◆ Work task
Print, exactly as they appear, only the lines from the line that contains "Pick out a point" through the end of the listing.
** Opening The data block **
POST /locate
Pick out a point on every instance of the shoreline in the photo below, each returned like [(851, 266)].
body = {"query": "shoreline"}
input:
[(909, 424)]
** Closing The data block **
◆ Your solution
Pick out a point on every instance of the shoreline in the photo below, each returned like [(851, 266)].
body = {"query": "shoreline"}
input:
[(909, 424)]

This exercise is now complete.